-- ENTRIES SUPPLIED follows --

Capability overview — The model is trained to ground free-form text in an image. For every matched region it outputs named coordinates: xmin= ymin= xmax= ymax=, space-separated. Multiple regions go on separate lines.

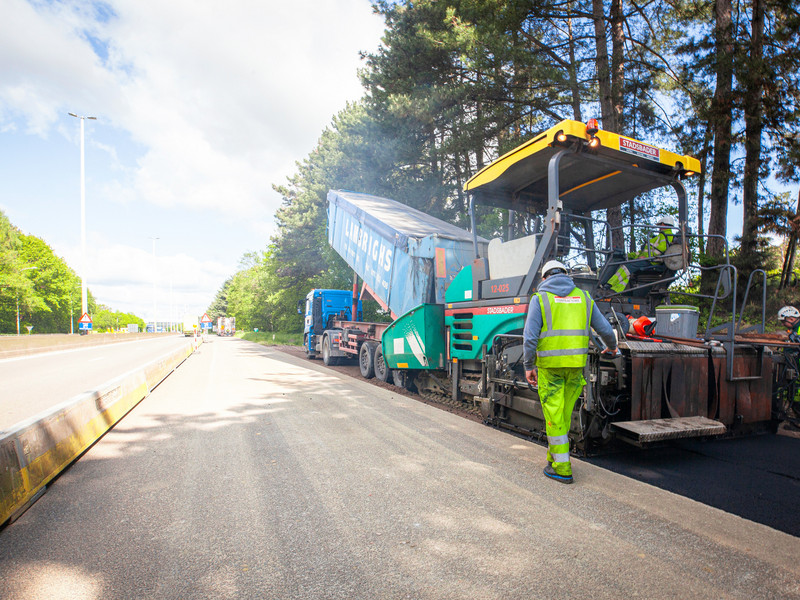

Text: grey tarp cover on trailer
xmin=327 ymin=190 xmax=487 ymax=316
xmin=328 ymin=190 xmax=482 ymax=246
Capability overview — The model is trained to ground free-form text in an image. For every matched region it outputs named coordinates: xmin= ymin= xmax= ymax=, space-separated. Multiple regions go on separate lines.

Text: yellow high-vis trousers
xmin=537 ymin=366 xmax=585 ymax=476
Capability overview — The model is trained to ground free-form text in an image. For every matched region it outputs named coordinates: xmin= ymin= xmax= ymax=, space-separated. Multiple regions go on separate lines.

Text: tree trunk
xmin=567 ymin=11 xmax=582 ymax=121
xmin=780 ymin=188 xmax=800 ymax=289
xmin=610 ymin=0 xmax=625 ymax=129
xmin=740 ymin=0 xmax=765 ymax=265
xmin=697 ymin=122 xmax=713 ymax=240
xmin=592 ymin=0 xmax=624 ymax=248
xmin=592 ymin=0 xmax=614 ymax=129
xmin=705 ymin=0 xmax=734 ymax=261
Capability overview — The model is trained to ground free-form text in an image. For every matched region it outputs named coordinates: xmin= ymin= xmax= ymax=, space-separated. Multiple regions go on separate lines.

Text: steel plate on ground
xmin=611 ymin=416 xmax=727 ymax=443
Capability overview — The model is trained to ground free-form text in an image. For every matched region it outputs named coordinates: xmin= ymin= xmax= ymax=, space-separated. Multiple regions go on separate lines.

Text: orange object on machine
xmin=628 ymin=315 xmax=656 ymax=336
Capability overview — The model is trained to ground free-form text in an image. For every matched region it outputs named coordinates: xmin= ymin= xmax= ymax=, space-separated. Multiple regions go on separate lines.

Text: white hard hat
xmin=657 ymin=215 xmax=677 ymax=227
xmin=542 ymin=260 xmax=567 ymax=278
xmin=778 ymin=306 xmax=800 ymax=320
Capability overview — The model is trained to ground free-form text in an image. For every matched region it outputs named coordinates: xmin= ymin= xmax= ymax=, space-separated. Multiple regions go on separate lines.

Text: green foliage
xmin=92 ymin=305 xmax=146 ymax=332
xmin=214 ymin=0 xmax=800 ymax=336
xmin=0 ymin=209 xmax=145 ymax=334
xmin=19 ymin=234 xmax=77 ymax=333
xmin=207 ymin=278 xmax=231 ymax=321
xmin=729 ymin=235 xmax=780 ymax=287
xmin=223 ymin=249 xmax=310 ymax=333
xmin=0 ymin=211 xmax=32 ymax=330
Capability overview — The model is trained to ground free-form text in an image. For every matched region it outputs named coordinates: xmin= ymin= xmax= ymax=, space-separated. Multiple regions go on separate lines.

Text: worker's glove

-- ENTRIES SUPPLIED concluded --

TASK STATEMENT: The records shown above are to be repeated exactly, with the pictures left out.

ANSWER:
Capability overview — The model is trained to ground free-form text in an image. For every matched region it outputs named coordinates: xmin= ymin= xmax= ymax=, space-separated. Multiple regions go on separate lines.


Text: grey tarp cover on trailer
xmin=327 ymin=190 xmax=487 ymax=316
xmin=328 ymin=190 xmax=482 ymax=246
Capability overview — The model is trained to ground free-form text in an image. For every matched region it outputs named coordinates: xmin= ymin= xmax= ymax=, space-separated. Multiple regions go on separate lines.

Text: yellow high-vis trousers
xmin=537 ymin=366 xmax=585 ymax=476
Capability overview — The model is trained to ground free-form text in an image. For every matched region it outputs named coordinates: xmin= ymin= xmax= ymax=, space-separated. Multiple regions go on separate lines.

Text: tree trunk
xmin=567 ymin=11 xmax=582 ymax=121
xmin=780 ymin=188 xmax=800 ymax=289
xmin=610 ymin=0 xmax=625 ymax=129
xmin=740 ymin=0 xmax=765 ymax=265
xmin=697 ymin=122 xmax=713 ymax=240
xmin=592 ymin=0 xmax=624 ymax=248
xmin=592 ymin=0 xmax=614 ymax=129
xmin=705 ymin=0 xmax=734 ymax=261
Capability overview — The model is trained to ground free-form text in an image. For every matched region it outputs named coordinates: xmin= ymin= xmax= ymax=, space-separated. Multiple regions go on separate lines.

Text: steel plate on ground
xmin=611 ymin=416 xmax=727 ymax=443
Capability overview — The model is trained to ground free-form text in an image. For every matched region it outputs named coordinates: xmin= ymin= xmax= ymax=, space-separated. Multiple regions go on separate lines.

Text: orange object on machine
xmin=628 ymin=315 xmax=656 ymax=336
Capability overview — The model is trained to ground free-form text in an image. For every matched region it outputs named coordinates: xmin= ymin= xmax= ymax=, space-separated. Multiple regions go on separate lines.

Text: white hard hat
xmin=657 ymin=215 xmax=677 ymax=227
xmin=542 ymin=260 xmax=567 ymax=278
xmin=778 ymin=306 xmax=800 ymax=320
Capability overview — The model is trained to ground free-form text in an image. For every matched region it outputs named coordinates: xmin= ymin= xmax= ymax=, space-separated. Multiple regions go on separate lines.

Text: green foliage
xmin=92 ymin=305 xmax=146 ymax=332
xmin=214 ymin=0 xmax=800 ymax=336
xmin=0 ymin=209 xmax=145 ymax=334
xmin=19 ymin=234 xmax=77 ymax=333
xmin=207 ymin=278 xmax=231 ymax=321
xmin=729 ymin=235 xmax=780 ymax=287
xmin=223 ymin=249 xmax=310 ymax=333
xmin=0 ymin=211 xmax=32 ymax=330
Capability overview — The model is trained to ground free-form text in an image. For every matched region it outputs named coordinates: xmin= ymin= xmax= ymax=, space-separated. Multiple regions go on separate lines.

Text: worker's glove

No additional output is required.